To do:
Rescale the lines starting at the one containing "the baler rear" and ending at the last line of the records. Repeat each of these lines, requests included, with every answer coordinate multiplied by 2.3 and rounded to a whole number (halves up), and leave the sample points in the requests unchanged.

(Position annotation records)
■ ■ ■ ■

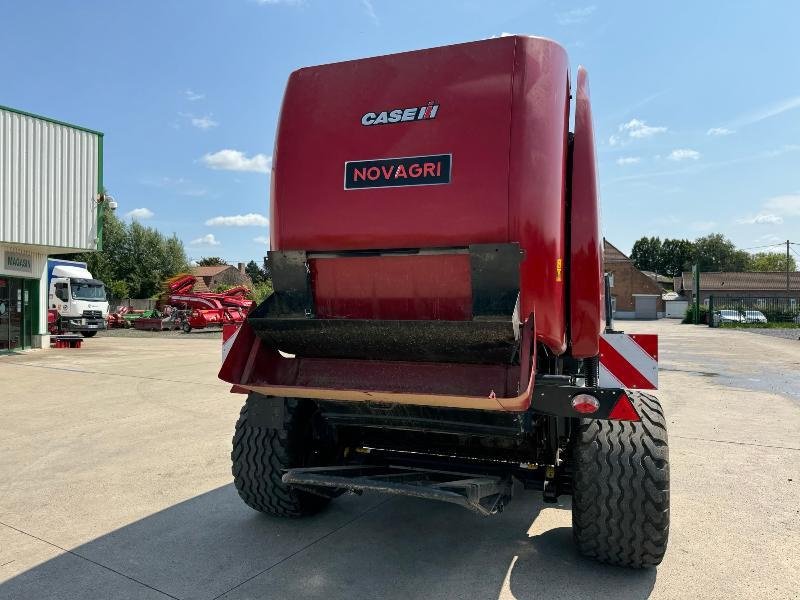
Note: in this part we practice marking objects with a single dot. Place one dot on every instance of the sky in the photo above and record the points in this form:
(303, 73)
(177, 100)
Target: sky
(696, 105)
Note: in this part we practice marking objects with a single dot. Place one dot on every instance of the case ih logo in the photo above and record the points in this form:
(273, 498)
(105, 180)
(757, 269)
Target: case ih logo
(398, 115)
(396, 172)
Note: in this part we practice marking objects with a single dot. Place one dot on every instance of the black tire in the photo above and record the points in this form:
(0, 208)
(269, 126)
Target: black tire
(620, 504)
(261, 455)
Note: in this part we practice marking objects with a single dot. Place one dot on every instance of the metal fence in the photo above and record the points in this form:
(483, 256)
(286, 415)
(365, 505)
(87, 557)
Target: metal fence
(752, 311)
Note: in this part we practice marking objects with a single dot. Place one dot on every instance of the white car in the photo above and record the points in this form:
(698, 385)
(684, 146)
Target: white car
(727, 316)
(754, 316)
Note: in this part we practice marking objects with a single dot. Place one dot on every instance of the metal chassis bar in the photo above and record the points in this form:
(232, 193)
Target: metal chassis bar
(463, 489)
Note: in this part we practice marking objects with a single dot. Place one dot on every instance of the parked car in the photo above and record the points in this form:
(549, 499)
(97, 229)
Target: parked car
(754, 316)
(727, 316)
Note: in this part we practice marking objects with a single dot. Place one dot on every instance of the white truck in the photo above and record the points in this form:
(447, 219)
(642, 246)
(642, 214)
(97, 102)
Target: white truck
(78, 299)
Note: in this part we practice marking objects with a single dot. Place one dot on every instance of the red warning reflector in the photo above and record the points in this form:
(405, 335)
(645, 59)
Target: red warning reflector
(585, 404)
(623, 410)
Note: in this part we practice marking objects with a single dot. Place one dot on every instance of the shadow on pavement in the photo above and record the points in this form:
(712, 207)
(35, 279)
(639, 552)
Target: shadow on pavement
(361, 547)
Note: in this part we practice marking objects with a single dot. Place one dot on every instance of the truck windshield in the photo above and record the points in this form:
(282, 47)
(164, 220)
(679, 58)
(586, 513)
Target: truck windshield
(88, 291)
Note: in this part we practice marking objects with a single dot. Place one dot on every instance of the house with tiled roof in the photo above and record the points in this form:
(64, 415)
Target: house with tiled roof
(210, 278)
(634, 295)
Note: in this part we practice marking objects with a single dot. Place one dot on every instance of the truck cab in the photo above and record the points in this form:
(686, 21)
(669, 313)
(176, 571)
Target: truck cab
(78, 298)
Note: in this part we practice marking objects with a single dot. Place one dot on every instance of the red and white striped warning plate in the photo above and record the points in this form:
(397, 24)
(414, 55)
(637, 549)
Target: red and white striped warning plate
(629, 361)
(229, 332)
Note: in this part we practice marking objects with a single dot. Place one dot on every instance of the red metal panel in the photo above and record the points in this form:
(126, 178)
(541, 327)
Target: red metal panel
(431, 287)
(587, 305)
(320, 129)
(536, 182)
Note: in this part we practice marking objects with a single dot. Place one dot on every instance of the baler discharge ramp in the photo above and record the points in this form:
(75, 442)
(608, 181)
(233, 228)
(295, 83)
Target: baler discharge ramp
(302, 320)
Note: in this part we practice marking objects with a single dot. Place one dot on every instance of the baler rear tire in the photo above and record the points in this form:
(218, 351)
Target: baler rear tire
(620, 504)
(261, 455)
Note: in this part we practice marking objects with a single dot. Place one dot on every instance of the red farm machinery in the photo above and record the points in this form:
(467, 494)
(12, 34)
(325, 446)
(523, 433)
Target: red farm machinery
(438, 326)
(181, 307)
(198, 310)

■ ■ ■ ■

Result of this task:
Note: in this part we practice marking objects with a single dot. Place one dot on every instance of the baler rear tire in the photo above and record the points in this form:
(218, 351)
Target: baler rear tire
(1426, 1159)
(600, 1047)
Note: in this part we practice marking objects with a single dot. Place one dot on every instance of the red farm machinery in the photo above and record the points in this form:
(467, 494)
(12, 34)
(325, 446)
(523, 433)
Target: red farm machinery
(1007, 750)
(416, 706)
(455, 713)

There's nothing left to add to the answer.